--- Challenges ---
1: Using the forum discussion on armor, answer these:
(a) Which three cruiser weapons does the discussion list as below 30 penetration?
(b) Into what range do nonpulse beams go?
(c) For what were several of the posters once designing space combat systems?
2: Return, word for word, the part of the forum discussion on armor from "Ummmm, yes?" up to and including "cut my paper?".

--- Given passage ---
====

I think armor needs some help

Ummmm, yes?

My only problem with armor is that with the crit% the way it is, I don’t have to even bother to bring the anti-armor weapon! I have no problem with armor being vaped by the anti-armor weapon, since that’s kinda the point. If I have to bring lots and lots of anti-armor weapons to defeat an armored fleet, then I have less slots available to balance my fleet in other ways and the game rapidly devolves into pure rock-paper-scissors.

If I need 4 papers to counter 5 rocks, that leaves very little room to counter scissors. But if I need just 2 papers to counter 5 rocks, now the game is more about balance, deployment strategy, orders given and so on. Can I get my paper to your rock before your scissors cut my paper?

There are three cruiser weapons below 30 penetration. Cruiser laser, Cruiser defense, Quantum blaster. What exactly are you giving up?

Everything else could be considered anti armor. Missiles are 40 and higher, plasma goes into the 50’s, nonpulse beams go into the 70’s. Armor penetration is the name of the game for the vast majority of cruiser weapons.

What we’re asking for is for AP weapons not to completely and instantly negate the scissors-armor to cruiser laser paper.

Back when several of us were designing space combat systems for traveller, it became obvious that some systems had armor as a sort of “global” ablative.

====

--- Supplied entries ---

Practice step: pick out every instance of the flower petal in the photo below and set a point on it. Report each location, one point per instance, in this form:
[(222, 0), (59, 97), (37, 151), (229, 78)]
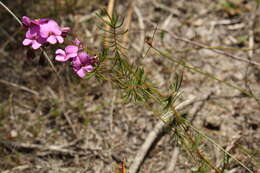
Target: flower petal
[(84, 57), (60, 52), (52, 39), (60, 58), (35, 45), (60, 39), (88, 68), (65, 29), (27, 42), (72, 55), (81, 73), (71, 49), (26, 21)]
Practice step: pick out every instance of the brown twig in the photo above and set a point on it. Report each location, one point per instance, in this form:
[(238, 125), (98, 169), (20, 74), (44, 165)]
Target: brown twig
[(20, 87), (128, 20), (152, 136), (212, 49)]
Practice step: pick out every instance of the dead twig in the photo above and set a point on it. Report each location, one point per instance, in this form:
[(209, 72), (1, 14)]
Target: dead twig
[(173, 161), (152, 136), (142, 28), (128, 20), (19, 87), (212, 49)]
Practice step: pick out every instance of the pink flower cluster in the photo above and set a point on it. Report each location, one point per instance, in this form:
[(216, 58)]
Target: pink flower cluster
[(43, 31), (81, 61)]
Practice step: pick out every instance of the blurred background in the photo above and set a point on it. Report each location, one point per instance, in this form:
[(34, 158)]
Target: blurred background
[(52, 124)]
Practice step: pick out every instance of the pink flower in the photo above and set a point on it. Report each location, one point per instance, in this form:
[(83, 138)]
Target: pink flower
[(32, 38), (71, 51), (83, 63), (51, 31), (42, 31)]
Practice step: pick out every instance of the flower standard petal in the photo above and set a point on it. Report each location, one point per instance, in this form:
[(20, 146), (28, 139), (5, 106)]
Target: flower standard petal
[(60, 39), (26, 21), (84, 58), (60, 52), (52, 39), (35, 45), (60, 58), (88, 68), (71, 49), (27, 42), (81, 73)]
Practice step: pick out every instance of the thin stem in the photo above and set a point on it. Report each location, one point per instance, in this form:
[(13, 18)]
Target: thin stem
[(192, 68), (7, 9)]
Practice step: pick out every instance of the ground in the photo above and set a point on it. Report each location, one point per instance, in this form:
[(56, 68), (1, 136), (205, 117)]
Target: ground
[(66, 124)]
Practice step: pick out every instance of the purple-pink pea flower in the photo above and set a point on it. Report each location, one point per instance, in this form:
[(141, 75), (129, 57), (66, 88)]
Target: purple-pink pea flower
[(42, 31), (51, 31), (71, 51), (82, 63)]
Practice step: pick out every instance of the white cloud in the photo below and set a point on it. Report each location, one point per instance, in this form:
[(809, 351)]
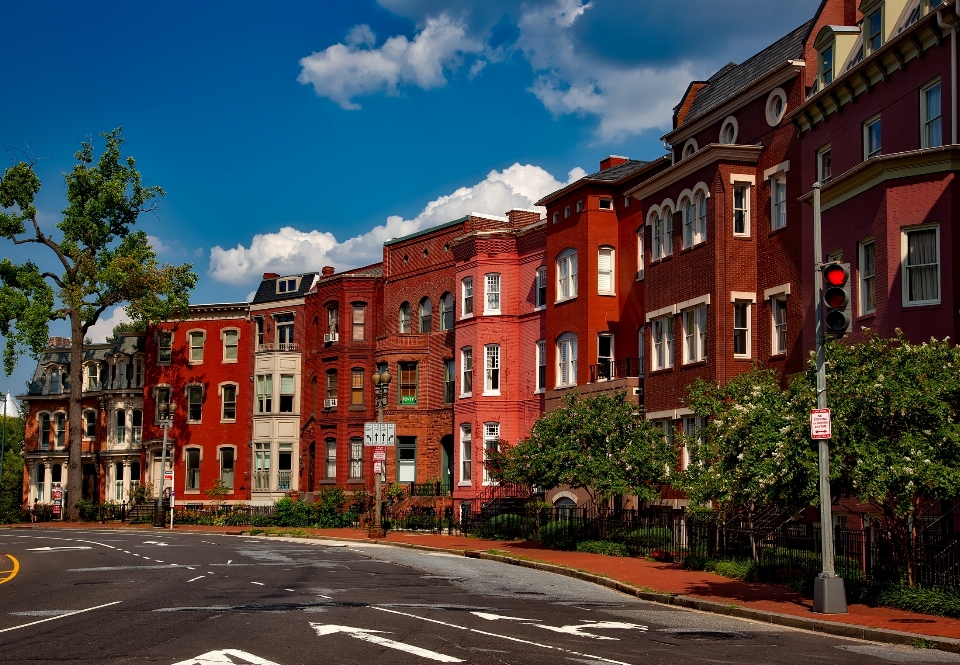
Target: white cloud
[(290, 250), (103, 328), (344, 71)]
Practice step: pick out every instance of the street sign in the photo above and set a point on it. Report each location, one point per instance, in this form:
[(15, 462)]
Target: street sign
[(820, 425), (379, 434)]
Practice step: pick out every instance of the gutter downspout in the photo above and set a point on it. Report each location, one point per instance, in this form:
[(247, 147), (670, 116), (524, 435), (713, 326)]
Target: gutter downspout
[(953, 70)]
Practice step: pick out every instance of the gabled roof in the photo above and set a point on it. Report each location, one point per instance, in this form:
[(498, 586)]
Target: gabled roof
[(267, 291), (611, 176), (733, 79)]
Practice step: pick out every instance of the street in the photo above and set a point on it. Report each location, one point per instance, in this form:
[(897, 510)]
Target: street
[(110, 596)]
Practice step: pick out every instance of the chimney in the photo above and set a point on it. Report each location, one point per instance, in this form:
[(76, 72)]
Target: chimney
[(520, 218), (611, 161)]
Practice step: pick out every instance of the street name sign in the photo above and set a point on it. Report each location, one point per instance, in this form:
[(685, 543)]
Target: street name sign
[(820, 425), (379, 434)]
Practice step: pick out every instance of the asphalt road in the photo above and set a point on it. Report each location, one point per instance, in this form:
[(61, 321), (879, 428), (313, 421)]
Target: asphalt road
[(105, 596)]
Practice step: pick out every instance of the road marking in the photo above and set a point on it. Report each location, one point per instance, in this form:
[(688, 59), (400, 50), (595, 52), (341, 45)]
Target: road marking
[(69, 614), (222, 656), (13, 572), (504, 637), (497, 617), (367, 635)]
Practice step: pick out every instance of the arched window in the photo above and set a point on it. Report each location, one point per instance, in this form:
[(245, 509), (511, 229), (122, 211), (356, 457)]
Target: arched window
[(404, 318), (446, 312), (426, 315)]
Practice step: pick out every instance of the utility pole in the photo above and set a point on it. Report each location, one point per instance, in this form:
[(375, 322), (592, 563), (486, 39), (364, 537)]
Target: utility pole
[(829, 595)]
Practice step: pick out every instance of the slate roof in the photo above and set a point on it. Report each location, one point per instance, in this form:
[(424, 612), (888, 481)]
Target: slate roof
[(267, 291), (733, 79), (611, 175)]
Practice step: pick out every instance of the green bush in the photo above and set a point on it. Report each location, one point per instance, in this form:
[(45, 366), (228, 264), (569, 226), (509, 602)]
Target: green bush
[(604, 547), (560, 535)]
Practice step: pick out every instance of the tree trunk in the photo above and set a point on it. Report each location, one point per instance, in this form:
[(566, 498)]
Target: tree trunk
[(75, 423)]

====

--- List of solutions ---
1:
(a) Cruiser laser, Cruiser defense, and Quantum blaster.
(b) Into the 70's.
(c) Traveller.

2:
Ummmm, yes?

My only problem with armor is that with the crit% the way it is, I don’t have to even bother to bring the anti-armor weapon! I have no problem with armor being vaped by the anti-armor weapon, since that’s kinda the point. If I have to bring lots and lots of anti-armor weapons to defeat an armored fleet, then I have less slots available to balance my fleet in other ways and the game rapidly devolves into pure rock-paper-scissors.

If I need 4 papers to counter 5 rocks, that leaves very little room to counter scissors. But if I need just 2 papers to counter 5 rocks, now the game is more about balance, deployment strategy, orders given and so on. Can I get my paper to your rock before your scissors cut my paper?